▸ WHAT YOU HAVE TO DO
Without changing a character, output all of the records.

▸ SUPPLIED ENTRIES
.....

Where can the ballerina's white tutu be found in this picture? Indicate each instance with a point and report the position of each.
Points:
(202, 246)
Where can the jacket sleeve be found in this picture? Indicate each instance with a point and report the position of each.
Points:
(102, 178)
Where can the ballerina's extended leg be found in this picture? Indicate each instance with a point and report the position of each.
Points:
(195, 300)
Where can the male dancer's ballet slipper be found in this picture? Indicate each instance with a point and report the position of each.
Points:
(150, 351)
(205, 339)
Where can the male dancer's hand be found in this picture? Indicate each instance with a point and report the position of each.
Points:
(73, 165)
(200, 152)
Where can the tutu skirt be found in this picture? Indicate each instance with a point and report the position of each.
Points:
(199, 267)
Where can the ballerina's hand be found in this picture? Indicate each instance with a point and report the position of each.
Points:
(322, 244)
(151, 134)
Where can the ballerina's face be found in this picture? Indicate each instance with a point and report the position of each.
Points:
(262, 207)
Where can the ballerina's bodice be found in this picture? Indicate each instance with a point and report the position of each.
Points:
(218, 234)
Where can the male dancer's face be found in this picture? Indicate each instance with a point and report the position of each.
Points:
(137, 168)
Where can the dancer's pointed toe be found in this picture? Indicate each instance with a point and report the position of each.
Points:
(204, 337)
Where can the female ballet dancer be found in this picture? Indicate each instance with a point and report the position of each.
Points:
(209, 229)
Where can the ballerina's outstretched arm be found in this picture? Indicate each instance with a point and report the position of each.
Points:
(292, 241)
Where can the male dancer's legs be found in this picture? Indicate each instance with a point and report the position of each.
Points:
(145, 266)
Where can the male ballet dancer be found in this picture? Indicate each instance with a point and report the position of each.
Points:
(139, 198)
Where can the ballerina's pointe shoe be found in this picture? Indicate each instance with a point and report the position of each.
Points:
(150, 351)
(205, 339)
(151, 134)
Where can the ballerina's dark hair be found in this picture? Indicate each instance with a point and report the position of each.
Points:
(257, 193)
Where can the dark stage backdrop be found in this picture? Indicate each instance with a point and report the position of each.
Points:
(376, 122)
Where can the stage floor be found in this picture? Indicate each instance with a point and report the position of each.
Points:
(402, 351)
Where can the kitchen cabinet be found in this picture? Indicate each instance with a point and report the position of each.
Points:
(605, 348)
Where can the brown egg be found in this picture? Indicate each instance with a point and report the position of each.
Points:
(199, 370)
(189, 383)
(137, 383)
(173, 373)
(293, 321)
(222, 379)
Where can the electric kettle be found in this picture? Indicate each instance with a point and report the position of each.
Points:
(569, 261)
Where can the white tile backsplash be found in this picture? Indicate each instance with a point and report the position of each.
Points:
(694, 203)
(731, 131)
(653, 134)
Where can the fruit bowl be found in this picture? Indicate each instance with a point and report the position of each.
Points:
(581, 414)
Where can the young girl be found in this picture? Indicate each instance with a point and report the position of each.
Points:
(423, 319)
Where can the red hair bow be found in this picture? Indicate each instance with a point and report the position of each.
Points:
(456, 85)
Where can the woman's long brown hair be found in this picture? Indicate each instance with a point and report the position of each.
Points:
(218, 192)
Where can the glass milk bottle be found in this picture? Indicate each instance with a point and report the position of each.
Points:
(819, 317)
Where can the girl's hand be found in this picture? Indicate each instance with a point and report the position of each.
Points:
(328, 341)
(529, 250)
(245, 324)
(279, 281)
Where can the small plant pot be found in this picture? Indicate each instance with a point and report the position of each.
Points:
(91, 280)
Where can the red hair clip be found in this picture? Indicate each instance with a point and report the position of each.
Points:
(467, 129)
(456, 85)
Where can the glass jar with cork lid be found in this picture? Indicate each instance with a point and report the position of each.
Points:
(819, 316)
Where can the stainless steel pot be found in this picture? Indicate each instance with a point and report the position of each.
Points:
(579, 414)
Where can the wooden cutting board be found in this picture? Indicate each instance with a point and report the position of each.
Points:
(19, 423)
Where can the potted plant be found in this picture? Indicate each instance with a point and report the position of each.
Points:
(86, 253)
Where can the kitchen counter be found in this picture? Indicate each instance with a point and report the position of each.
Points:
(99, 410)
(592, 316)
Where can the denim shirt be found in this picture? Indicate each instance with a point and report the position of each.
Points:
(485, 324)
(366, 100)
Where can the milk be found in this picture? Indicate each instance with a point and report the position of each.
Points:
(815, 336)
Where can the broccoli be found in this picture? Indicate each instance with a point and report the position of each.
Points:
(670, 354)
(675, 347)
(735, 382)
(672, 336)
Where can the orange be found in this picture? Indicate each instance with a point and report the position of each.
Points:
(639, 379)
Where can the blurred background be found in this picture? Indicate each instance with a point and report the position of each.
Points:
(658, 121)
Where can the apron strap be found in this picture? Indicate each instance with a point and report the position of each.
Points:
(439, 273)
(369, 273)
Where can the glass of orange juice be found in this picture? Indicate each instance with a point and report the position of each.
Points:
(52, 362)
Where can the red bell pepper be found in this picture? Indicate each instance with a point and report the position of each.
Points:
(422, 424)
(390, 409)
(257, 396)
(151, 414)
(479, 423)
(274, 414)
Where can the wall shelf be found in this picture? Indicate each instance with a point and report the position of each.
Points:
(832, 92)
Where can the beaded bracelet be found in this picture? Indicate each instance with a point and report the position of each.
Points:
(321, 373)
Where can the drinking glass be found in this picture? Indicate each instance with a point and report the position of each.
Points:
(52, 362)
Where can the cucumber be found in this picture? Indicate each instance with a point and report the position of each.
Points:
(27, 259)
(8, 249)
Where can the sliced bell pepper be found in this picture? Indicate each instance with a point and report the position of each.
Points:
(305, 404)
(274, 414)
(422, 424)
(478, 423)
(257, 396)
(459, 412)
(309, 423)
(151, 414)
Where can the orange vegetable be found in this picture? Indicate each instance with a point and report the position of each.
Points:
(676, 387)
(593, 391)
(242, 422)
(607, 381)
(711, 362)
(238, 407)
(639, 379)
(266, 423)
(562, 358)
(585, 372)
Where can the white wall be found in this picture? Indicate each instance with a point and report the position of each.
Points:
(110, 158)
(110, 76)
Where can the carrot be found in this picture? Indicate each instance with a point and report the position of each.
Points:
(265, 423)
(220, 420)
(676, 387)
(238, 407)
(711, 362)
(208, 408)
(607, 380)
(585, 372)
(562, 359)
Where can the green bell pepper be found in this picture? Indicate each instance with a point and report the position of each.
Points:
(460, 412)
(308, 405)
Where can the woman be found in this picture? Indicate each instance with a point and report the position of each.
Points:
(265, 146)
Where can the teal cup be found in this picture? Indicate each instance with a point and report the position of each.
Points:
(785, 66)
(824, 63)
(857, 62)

.....

▸ EXPECTED ANSWER
Where can the ballerina's white tutu be found in this picture? Indicate each instance with a point and report the position of each.
Points:
(202, 246)
Where can the jacket sleeve be found in this picture? Indicate each instance with a point and report the position of each.
Points:
(102, 178)
Where can the ballerina's extended leg be found in this picture? Indicate each instance with a point and report the position of each.
Points:
(195, 300)
Where can the male dancer's ballet slipper be found in this picture? Indicate each instance with a point and report the position of each.
Points:
(150, 351)
(205, 339)
Where can the male dancer's hand be found in this picture? Indicate each instance with a point and report the position of each.
Points:
(73, 165)
(200, 152)
Where can the tutu skirt be found in this picture? Indicate each instance with a point and report the position of each.
Points:
(199, 267)
Where can the ballerina's hand be found in this picture? Indicate each instance with a point and report the position of each.
Points:
(322, 244)
(151, 134)
Where can the ballerina's face be found in this picture? Indicate each instance with a point and report the position of each.
Points:
(262, 207)
Where can the ballerina's bodice be found in this picture? Indicate each instance with a point and report the position of each.
Points:
(218, 234)
Where can the male dancer's face be found in this picture? Indicate each instance with a point and report the position of each.
Points:
(137, 168)
Where can the dancer's pointed toe be found in this picture? Indicate each instance with a point and report the position of each.
Points:
(204, 337)
Where can the female ballet dancer be found in this picture? Indicate each instance with a point and report the position of each.
Points:
(209, 229)
Where can the ballerina's outstretched arm be found in this picture? Indicate each instance with a point and report the position of each.
Points:
(292, 241)
Where can the male dancer's legs be found in this picture? Indicate each instance with a point and report the position of each.
Points:
(145, 266)
Where can the male ballet dancer be found in this picture? Indicate each instance with a point and report the position of each.
Points:
(139, 198)
Where can the ballerina's pointe shoe be found in this picture? Indicate each instance with a point and report the position of each.
Points:
(150, 351)
(205, 339)
(151, 134)
Where can the ballerina's dark hair be found in this picture? Indicate each instance with a point and report the position of each.
Points:
(257, 193)
Where can the dark stage backdrop be found in this picture? Indicate each instance with a point and report the position of each.
Points:
(376, 122)
Where can the stage floor be found in this picture? Indicate each instance with a point and report the position of each.
Points:
(402, 351)
Where can the kitchen cabinet be found in this picture? Indicate each instance with a point and report the position of each.
Points:
(605, 348)
Where can the brown egg be found in this picture? Indicate each instance with a point and report the position of each.
Points:
(199, 370)
(189, 383)
(137, 383)
(173, 373)
(293, 321)
(222, 379)
Where can the electric kettle be found in this picture? Indicate each instance with a point and report the position of each.
Points:
(569, 261)
Where can the white tile backsplash be found in this picture? Indicate each instance with a point and report the position of each.
Points:
(694, 203)
(731, 131)
(653, 134)
Where can the fruit bowl be found in this picture? Indicate each instance with a point and report the position of each.
Points:
(581, 414)
Where can the young girl be found in this picture? Indicate each instance with a point and report the position of each.
Points:
(423, 319)
Where can the red hair bow be found in this picture? Indicate each instance with a point and report the position of each.
Points:
(456, 85)
Where can the woman's long brown hair be found in this picture? Indicate each instance with a point and report the position of each.
Points:
(218, 192)
Where can the glass milk bottle be found in this picture? Indicate each instance with a point and report the position of each.
Points:
(819, 317)
Where can the girl's hand be found in this picture? Indicate each instance with a point and report the position of each.
Points:
(328, 341)
(529, 250)
(245, 324)
(279, 281)
Where can the small plant pot be found in this picture? Indicate each instance with a point and report the position of each.
Points:
(91, 280)
Where can the red hair clip be found in this picture? Indicate each instance with a point and report the position of each.
Points:
(467, 129)
(456, 85)
Where can the glass jar with cork lid be found in this picture? Indicate each instance with a point and report the position of each.
Points:
(819, 316)
Where can the stainless steel pot be found in this picture? Indicate each instance with a point and report the position of each.
Points:
(579, 414)
Where can the wooden cutting board be found in this picture? Indicate each instance with a point and report the position of each.
Points:
(19, 423)
Where can the potted plant be found in this picture? Indicate each instance with a point and report the position of each.
Points:
(86, 253)
Where can the kitchen counter be found in this picture? Indicate each instance with a point and report the position of each.
Points:
(99, 410)
(592, 316)
Where can the denim shirt be found in this picture? Indicate each instance with a point and report the position of each.
Points:
(485, 324)
(366, 100)
Where can the milk be found in this picture? Indicate each instance with a point and report the position of each.
Points:
(815, 336)
Where can the broccoli be found in this picture? Indicate each instance with a point and report the position of each.
Points:
(670, 354)
(675, 347)
(735, 382)
(672, 336)
Where can the orange be found in this picture? Indicate each instance with a point and report the position of each.
Points:
(639, 379)
Where can the blurred background be found in this picture? Indicate each instance with a point and report the position of each.
Points:
(658, 121)
Where can the apron strap be found in this picture? Indicate each instance with a point and report the position of each.
Points:
(439, 273)
(369, 273)
Where can the glass of orange juice be found in this picture? Indicate each instance with a point and report the position of each.
Points:
(52, 362)
Where can the red bell pepper be found in this picture? Indicate each instance with a point and report the position of each.
Points:
(422, 424)
(390, 409)
(257, 396)
(151, 414)
(479, 423)
(274, 414)
Where can the wall shelf be found in this picture? Indicate each instance with a point and report the position of each.
Points:
(832, 92)
Where can the beaded bracelet be found in this picture? Indicate each instance with a point and report the position of each.
Points:
(321, 373)
Where can the drinking glass be found in this picture? Indicate each instance with a point and report the position of each.
Points:
(52, 362)
Where can the cucumber be found in this picture? Indicate each instance with a point and report the position of each.
Points:
(27, 259)
(8, 249)
Where can the sliced bell pepper be found in this picture? Indicate each instance with a point and report the position of each.
Points:
(305, 404)
(274, 414)
(422, 424)
(478, 423)
(257, 396)
(459, 412)
(309, 423)
(151, 414)
Where can the orange vegetable be found in this picture? Indicate each instance with a point and report the position of each.
Points:
(676, 387)
(593, 391)
(242, 422)
(607, 381)
(711, 362)
(238, 407)
(639, 379)
(266, 423)
(562, 358)
(585, 372)
Where can the white wall be found in this picture? Indicate each instance with a point and report the position of each.
Points:
(110, 158)
(110, 76)
Where can the carrot be found in this picture? Indicate each instance with a point and report the position of each.
Points:
(265, 423)
(220, 420)
(676, 387)
(238, 407)
(711, 362)
(208, 408)
(607, 380)
(585, 372)
(562, 359)
Where can the green bell pepper be found in this picture? Indicate each instance with a point and report the position of each.
Points:
(460, 412)
(308, 405)
Where can the woman be found in this picture? Indicate each instance with a point and report the position of each.
Points:
(265, 146)
Where can the teal cup be found in this picture? Indicate each instance with a point and report the position of each.
Points:
(785, 66)
(824, 63)
(857, 62)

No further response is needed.